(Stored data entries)
○ ○ ○ ○

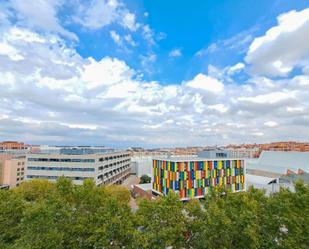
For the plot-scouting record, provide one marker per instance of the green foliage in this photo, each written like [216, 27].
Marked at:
[145, 179]
[40, 214]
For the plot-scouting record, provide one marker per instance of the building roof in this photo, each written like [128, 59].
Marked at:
[294, 177]
[191, 159]
[281, 161]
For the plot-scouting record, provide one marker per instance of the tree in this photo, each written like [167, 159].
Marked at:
[40, 214]
[162, 222]
[145, 179]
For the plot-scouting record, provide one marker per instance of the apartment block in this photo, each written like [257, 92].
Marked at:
[195, 177]
[104, 166]
[12, 170]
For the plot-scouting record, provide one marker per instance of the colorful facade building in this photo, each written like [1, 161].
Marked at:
[195, 177]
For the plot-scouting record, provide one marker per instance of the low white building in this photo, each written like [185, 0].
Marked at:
[104, 166]
[141, 165]
[276, 169]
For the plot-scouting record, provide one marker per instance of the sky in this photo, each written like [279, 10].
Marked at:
[154, 73]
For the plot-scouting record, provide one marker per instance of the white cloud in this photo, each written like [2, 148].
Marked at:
[271, 124]
[218, 107]
[283, 47]
[129, 21]
[175, 53]
[115, 36]
[61, 97]
[10, 51]
[236, 68]
[269, 98]
[207, 83]
[97, 13]
[108, 71]
[40, 15]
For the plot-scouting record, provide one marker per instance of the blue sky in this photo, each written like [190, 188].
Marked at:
[154, 73]
[190, 27]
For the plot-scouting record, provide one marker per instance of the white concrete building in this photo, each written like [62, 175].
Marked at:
[141, 165]
[104, 166]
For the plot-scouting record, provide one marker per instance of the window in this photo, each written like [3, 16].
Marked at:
[65, 160]
[61, 169]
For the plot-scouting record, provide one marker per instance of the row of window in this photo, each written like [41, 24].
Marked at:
[61, 169]
[66, 160]
[56, 177]
[112, 157]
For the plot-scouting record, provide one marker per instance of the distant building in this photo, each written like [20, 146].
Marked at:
[104, 166]
[12, 145]
[194, 177]
[278, 162]
[243, 152]
[12, 170]
[214, 153]
[276, 169]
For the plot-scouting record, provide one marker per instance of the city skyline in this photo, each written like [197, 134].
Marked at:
[154, 74]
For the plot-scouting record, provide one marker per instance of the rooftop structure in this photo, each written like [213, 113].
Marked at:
[194, 177]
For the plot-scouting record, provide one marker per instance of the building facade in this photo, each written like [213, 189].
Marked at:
[12, 145]
[105, 168]
[12, 170]
[195, 177]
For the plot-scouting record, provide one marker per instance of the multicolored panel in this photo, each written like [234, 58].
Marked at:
[196, 178]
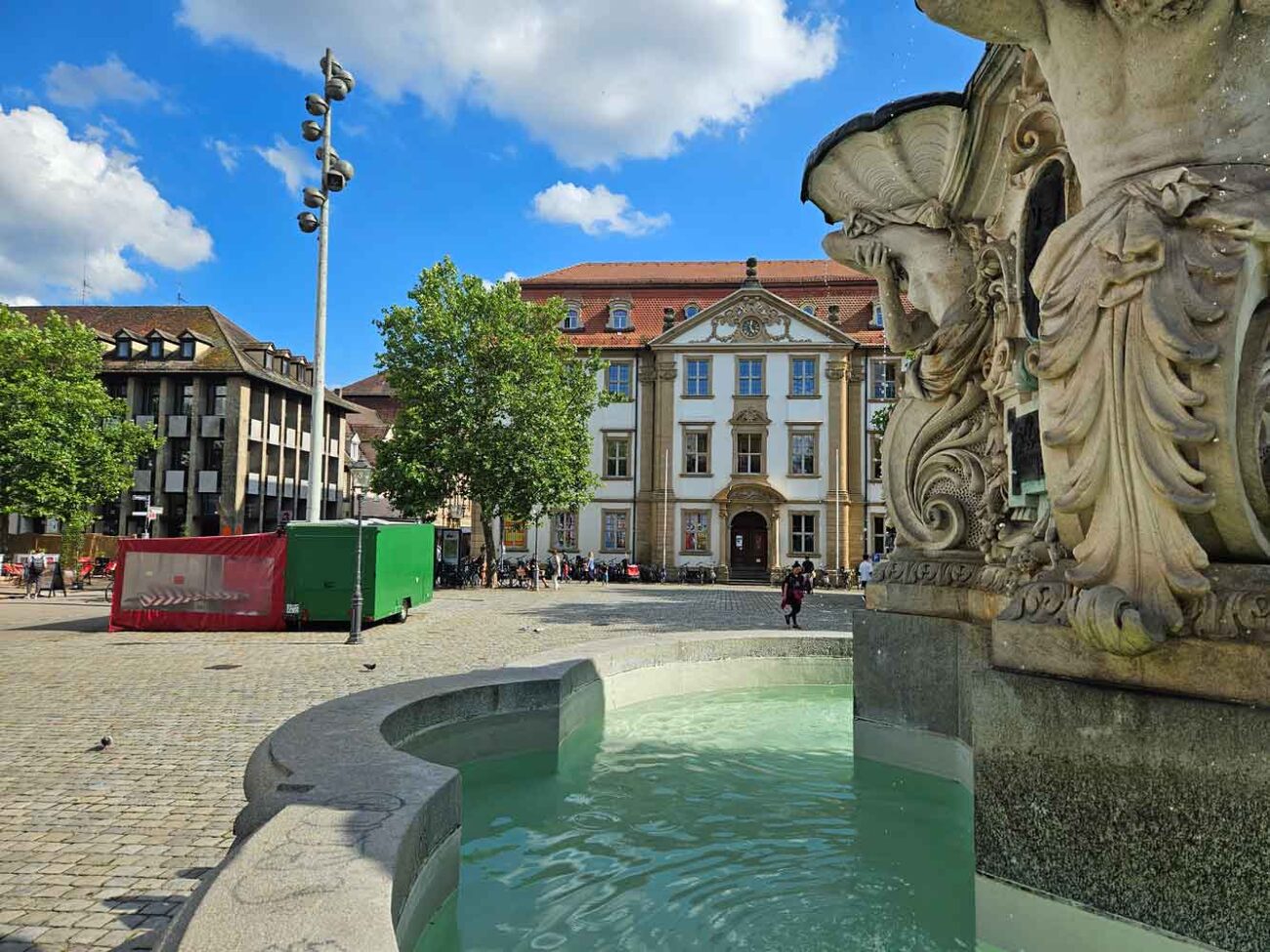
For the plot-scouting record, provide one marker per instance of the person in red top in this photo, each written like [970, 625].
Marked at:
[792, 591]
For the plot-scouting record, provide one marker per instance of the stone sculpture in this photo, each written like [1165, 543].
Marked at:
[1155, 328]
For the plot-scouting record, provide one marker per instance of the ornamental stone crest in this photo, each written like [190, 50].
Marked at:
[753, 318]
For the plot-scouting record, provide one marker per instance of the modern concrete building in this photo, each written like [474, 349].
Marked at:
[233, 413]
[741, 435]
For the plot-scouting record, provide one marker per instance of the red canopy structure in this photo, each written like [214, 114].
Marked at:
[227, 583]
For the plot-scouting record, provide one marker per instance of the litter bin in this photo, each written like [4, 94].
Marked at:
[397, 570]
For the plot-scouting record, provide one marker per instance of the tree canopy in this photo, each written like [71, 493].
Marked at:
[494, 402]
[64, 444]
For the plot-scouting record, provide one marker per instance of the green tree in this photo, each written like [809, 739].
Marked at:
[494, 402]
[64, 444]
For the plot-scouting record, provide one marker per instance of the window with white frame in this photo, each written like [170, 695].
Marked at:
[618, 380]
[803, 533]
[803, 453]
[697, 531]
[617, 457]
[883, 379]
[803, 376]
[697, 376]
[564, 531]
[614, 527]
[618, 315]
[697, 452]
[516, 534]
[749, 376]
[875, 457]
[749, 453]
[877, 532]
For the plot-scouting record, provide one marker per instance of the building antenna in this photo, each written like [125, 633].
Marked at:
[84, 286]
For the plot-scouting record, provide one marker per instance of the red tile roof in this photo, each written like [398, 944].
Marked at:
[776, 271]
[227, 354]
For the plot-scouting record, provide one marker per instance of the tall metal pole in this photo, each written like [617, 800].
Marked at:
[355, 630]
[665, 509]
[318, 411]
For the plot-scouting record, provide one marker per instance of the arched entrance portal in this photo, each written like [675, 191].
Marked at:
[748, 546]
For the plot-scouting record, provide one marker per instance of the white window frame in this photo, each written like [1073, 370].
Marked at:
[737, 453]
[689, 433]
[741, 379]
[609, 379]
[816, 452]
[801, 538]
[689, 379]
[614, 439]
[698, 523]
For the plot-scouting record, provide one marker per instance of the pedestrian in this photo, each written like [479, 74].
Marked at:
[865, 571]
[34, 571]
[792, 591]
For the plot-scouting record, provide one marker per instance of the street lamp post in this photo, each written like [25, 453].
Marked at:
[335, 173]
[360, 475]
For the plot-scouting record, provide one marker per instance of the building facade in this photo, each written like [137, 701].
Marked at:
[741, 428]
[233, 415]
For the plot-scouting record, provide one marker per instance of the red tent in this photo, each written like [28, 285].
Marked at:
[228, 583]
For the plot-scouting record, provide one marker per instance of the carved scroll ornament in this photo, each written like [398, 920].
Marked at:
[1152, 363]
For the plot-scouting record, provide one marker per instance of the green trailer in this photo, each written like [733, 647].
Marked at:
[397, 569]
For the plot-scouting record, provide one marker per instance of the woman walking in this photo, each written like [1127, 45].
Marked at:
[792, 591]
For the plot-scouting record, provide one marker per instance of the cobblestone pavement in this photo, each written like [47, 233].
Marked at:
[100, 847]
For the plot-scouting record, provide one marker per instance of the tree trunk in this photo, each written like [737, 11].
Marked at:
[490, 557]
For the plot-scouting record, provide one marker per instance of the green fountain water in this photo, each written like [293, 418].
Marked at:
[735, 820]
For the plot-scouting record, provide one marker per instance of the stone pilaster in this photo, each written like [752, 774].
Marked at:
[663, 443]
[858, 453]
[647, 438]
[838, 448]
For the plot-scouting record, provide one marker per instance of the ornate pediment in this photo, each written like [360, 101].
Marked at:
[752, 317]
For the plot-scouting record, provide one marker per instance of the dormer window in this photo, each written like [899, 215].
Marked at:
[618, 315]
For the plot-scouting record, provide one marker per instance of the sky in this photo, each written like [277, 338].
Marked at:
[152, 150]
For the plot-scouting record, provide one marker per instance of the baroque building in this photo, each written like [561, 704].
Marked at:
[233, 415]
[741, 432]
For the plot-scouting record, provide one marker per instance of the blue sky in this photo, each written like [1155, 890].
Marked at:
[136, 141]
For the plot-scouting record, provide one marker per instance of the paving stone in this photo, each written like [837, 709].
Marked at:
[108, 845]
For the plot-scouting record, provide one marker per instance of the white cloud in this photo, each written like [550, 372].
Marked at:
[595, 79]
[84, 87]
[292, 161]
[108, 127]
[227, 152]
[596, 211]
[68, 206]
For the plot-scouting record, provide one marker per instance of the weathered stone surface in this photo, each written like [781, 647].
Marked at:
[1151, 807]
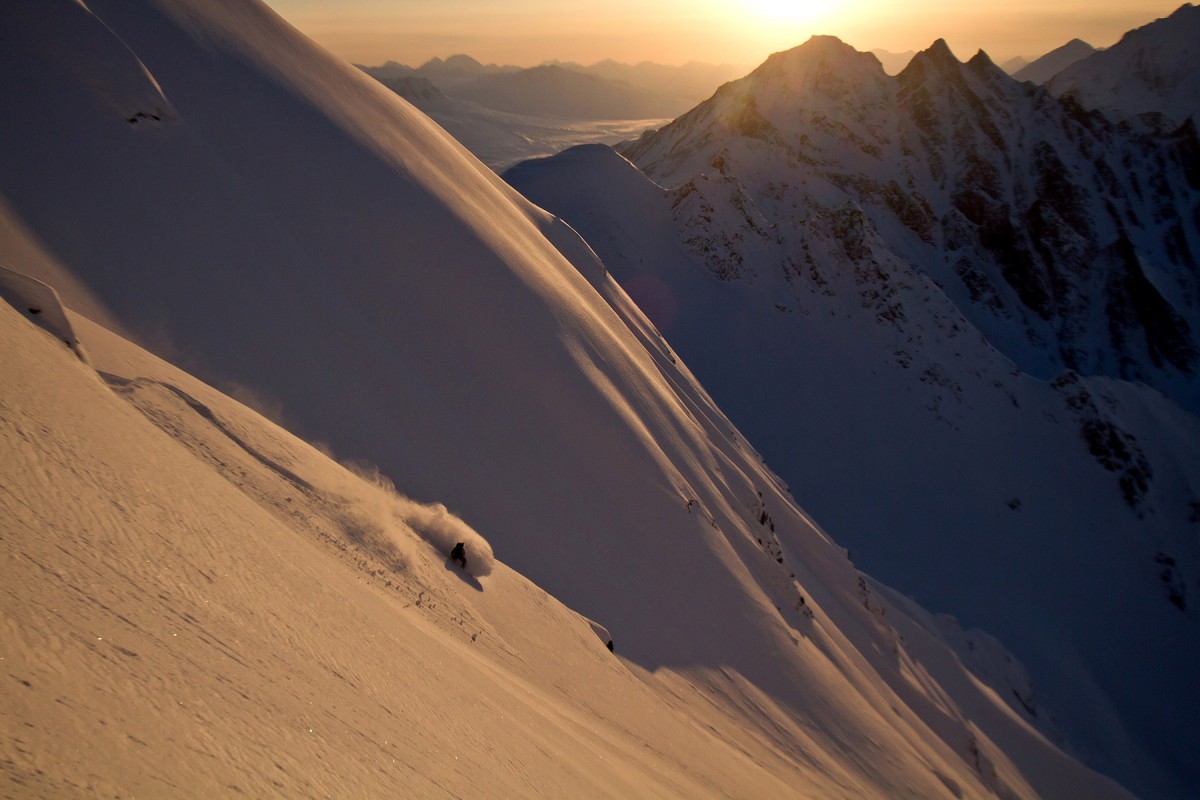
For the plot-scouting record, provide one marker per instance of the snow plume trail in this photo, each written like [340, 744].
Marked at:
[435, 523]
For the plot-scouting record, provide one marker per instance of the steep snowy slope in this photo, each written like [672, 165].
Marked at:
[238, 613]
[1153, 68]
[894, 286]
[227, 188]
[197, 605]
[501, 139]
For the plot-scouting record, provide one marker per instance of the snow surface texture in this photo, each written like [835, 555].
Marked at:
[839, 257]
[201, 584]
[433, 523]
[40, 304]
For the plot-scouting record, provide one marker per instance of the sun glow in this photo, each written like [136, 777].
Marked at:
[787, 11]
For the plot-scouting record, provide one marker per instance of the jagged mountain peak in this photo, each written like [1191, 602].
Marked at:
[1153, 68]
[814, 59]
[1055, 61]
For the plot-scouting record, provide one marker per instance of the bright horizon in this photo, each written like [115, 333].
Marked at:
[744, 32]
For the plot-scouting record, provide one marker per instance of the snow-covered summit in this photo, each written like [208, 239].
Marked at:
[295, 228]
[936, 300]
[1055, 61]
[1155, 68]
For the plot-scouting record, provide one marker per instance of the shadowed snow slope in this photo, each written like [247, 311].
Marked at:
[281, 221]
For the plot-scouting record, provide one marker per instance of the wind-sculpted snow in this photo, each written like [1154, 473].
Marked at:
[41, 304]
[186, 566]
[883, 281]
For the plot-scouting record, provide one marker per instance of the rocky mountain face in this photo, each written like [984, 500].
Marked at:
[1152, 70]
[1055, 61]
[960, 318]
[1069, 240]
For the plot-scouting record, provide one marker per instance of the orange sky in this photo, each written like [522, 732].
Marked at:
[671, 31]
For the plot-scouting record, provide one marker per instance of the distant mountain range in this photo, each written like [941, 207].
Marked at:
[1151, 70]
[963, 319]
[198, 603]
[607, 90]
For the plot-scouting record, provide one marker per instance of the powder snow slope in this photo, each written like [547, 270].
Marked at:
[228, 190]
[936, 313]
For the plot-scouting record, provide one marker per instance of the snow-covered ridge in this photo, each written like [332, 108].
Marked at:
[1152, 70]
[299, 229]
[935, 302]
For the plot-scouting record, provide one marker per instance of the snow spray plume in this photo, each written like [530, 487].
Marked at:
[433, 523]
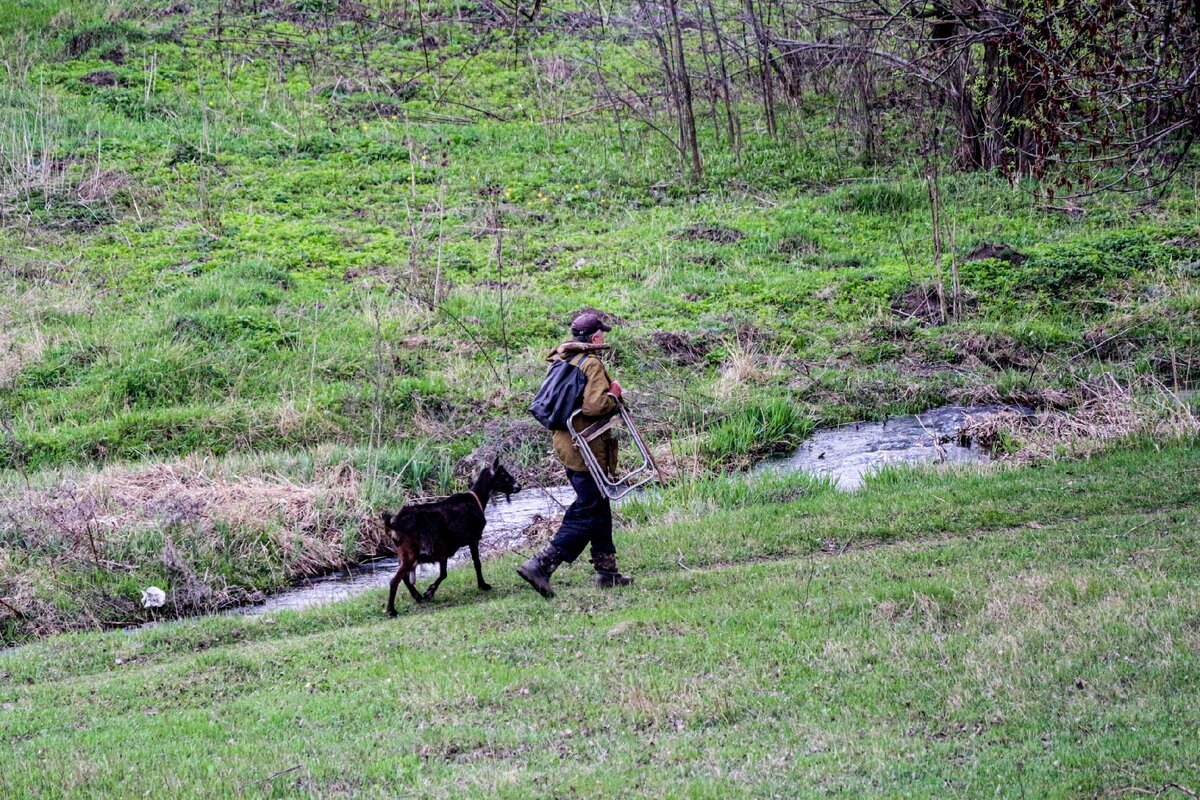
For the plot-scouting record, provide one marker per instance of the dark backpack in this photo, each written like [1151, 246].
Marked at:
[561, 394]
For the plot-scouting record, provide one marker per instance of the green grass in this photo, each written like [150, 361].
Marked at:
[261, 242]
[1021, 633]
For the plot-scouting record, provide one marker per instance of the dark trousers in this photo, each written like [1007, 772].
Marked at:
[587, 519]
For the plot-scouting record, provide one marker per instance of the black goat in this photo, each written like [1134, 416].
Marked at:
[433, 531]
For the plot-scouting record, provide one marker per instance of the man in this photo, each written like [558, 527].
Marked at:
[589, 518]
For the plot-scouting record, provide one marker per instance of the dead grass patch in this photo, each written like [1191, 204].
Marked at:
[1103, 411]
[100, 521]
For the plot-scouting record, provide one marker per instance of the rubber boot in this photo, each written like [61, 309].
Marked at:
[537, 571]
[607, 576]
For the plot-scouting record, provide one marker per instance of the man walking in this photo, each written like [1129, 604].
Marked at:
[589, 518]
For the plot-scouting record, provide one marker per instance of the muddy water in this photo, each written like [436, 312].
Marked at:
[844, 453]
[850, 452]
[505, 525]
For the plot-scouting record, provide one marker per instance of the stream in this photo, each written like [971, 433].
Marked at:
[845, 453]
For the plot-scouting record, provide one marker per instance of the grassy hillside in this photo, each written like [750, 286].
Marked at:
[300, 260]
[1026, 633]
[221, 234]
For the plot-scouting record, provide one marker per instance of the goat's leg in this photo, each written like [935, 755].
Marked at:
[391, 591]
[408, 570]
[479, 569]
[442, 576]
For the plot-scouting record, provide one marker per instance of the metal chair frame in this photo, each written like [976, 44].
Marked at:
[615, 488]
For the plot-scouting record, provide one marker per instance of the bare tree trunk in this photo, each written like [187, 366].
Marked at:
[768, 101]
[732, 121]
[687, 115]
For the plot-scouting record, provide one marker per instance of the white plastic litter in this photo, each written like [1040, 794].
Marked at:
[154, 597]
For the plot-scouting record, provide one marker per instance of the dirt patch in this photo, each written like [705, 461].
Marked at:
[798, 245]
[996, 350]
[381, 110]
[611, 319]
[102, 186]
[919, 302]
[682, 349]
[101, 78]
[541, 529]
[997, 251]
[708, 232]
[174, 10]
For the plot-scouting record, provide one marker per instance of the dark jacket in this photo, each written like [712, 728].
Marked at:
[597, 405]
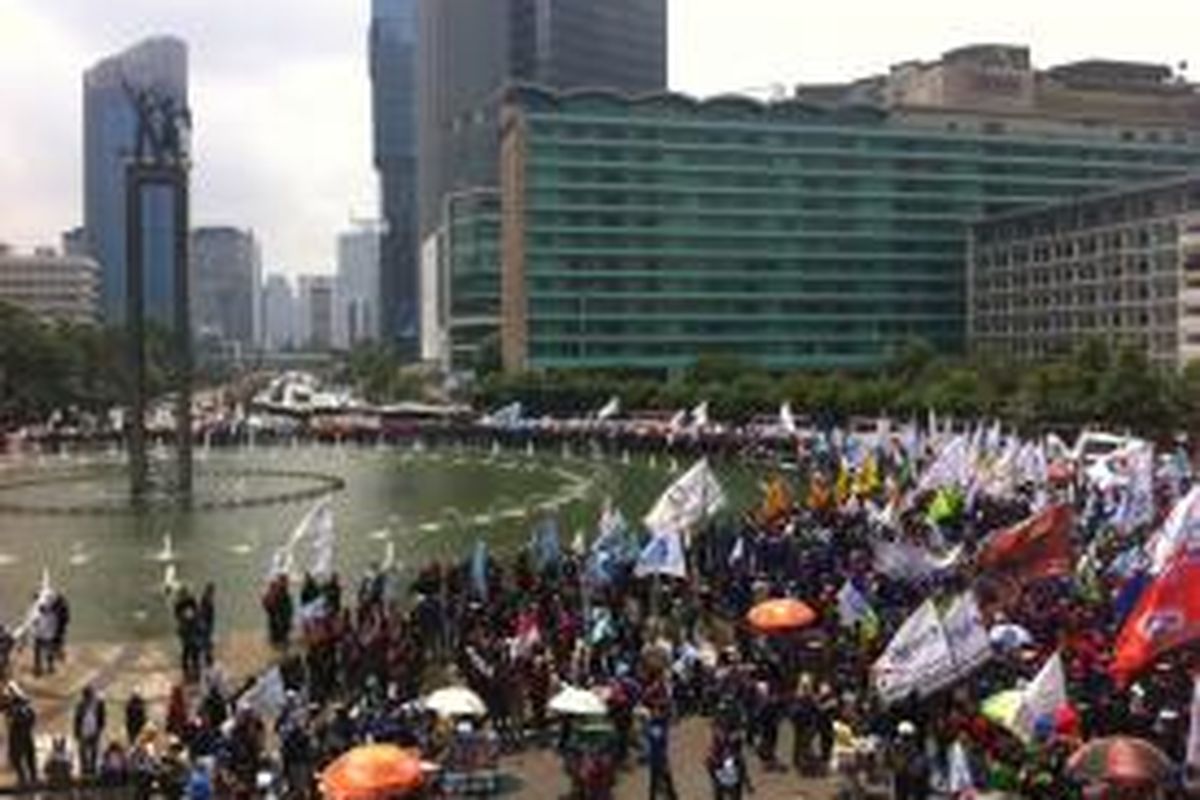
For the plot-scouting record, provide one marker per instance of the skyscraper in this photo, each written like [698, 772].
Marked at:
[111, 122]
[226, 278]
[471, 49]
[358, 278]
[393, 55]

○ ○ ○ ○

- **Exercise goal**
Copy the lines of the entries above that mention "concrete".

- **Reply**
For the plot-scouting record, provide one marker per instance of the white concrete building in this photo, each written like [62, 175].
For the plot-scouting record, provide one marker per instance of the modern concrete building in this photo, each written like [474, 349].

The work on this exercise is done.